■ **Required work**
(A) From the excerpt on PFAS and liver biomarkers, copy out the stretch from "Taken together, these" through "modes of action.".
(B) Decide whether each statement agrees with the excerpt on PFAS and liver biomarkers, answering yes or no and quoting the words that decide it: (i) The study's NHANES data come from a cross-sectional design. (ii) Total bilirubin showed a negative overall trend across mixture quantiles. (iii) Alcohol use and smoking were measured directly rather than self-reported.

(Extract provided Opens)

In contrast, total bilirubin exhibited a positive overall trend, with increasing mixture quantiles corresponding to elevated biomarker levels. This relationship may be driven by pollutants with positive marginal effects on bilirubin or by synergistic interactions among exposures that elevate hepatic stress or oxidative burden. Given BKMR’s ability to jointly condition on correlated exposures, this observed trend likely reflects the dominant direction of the combined influence across the mixture, rather than any single component.

Taken together, these results highlight the capacity of BKMR to flexibly estimate joint mixture effects while accounting for complex exposure dependencies, nonlinear relationships, and model uncertainty. The heterogeneity in overall response shapes across biomarkers underscores the importance of data-adaptive modeling approaches when evaluating environmental mixtures with potentially diverse modes of action.

Although our models did not provide strong or consistent evidence that PFAS significantly worsen liver dysfunction when combined with behavioral or socioeconomic risk factors, the possibility of complex, nonlinear interactions remains. The BKMR analysis revealed modest interaction patterns between PFAS and factors such as education and income, indicating that vulnerability to PFAS-related liver effects may differ across population groups. These findings highlight the need for future research to more deeply examine how environmental exposures interact with social and behavioral determinants to influence liver health outcomes.

Limitations

This study has several limitations that should be considered. First, the cross-sectional design of NHANES prevents causal conclusions; the observed links between PFAS exposure, behavioral and social factors, and liver biomarkers are correlations, not evidence of cause and effect. Exposures or factors were assessed at a single point in time and might not accurately represent long-term or accumulated exposure, especially for persistent chemicals like PFAS. Third, relying on self-reported behavioral data (such as alcohol use and smoking) may lead to misclassification or recall bias. Additionally, unmeasured variables like diet, occupational exposure, or genetic predisposition could confound the results. Finally, while BKMR offers a flexible way to model complex exposure mixtures, it depends on several assumptions, including a proper kernel choice and the convergence of the Bayesian algorithm.

(Extract provided Closes)
(Dataset extract Opens)

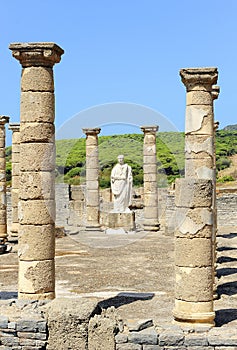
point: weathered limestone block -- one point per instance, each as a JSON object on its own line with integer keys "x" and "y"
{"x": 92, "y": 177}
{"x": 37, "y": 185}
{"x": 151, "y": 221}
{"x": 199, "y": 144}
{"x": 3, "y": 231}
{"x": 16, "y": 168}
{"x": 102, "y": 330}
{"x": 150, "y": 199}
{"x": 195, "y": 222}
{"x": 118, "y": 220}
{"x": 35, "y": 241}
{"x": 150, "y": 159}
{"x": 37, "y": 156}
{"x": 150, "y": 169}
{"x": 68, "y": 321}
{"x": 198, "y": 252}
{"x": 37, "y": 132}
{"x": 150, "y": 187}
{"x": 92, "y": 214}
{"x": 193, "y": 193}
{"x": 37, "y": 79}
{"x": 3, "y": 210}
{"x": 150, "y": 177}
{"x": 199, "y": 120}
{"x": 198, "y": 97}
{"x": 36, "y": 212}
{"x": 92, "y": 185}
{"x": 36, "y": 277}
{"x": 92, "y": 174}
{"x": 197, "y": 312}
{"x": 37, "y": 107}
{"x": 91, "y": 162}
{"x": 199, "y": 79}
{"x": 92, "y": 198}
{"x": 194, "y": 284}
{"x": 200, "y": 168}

(Dataset extract Closes)

■ **Numbered responses**
(A)
Taken together, these results highlight the capacity of BKMR to flexibly estimate joint mixture effects while accounting for complex exposure dependencies, nonlinear relationships, and model uncertainty. The heterogeneity in overall response shapes across biomarkers underscores the importance of data-adaptive modeling approaches when evaluating environmental mixtures with potentially diverse modes of action.

(B)
(i) Yes: "the cross-sectional design of NHANES prevents causal conclusions"
(ii) No: "total bilirubin exhibited a positive overall trend"
(iii) No: "relying on self-reported behavioral data (such as alcohol use and smoking) may lead to misclassification or recall bias"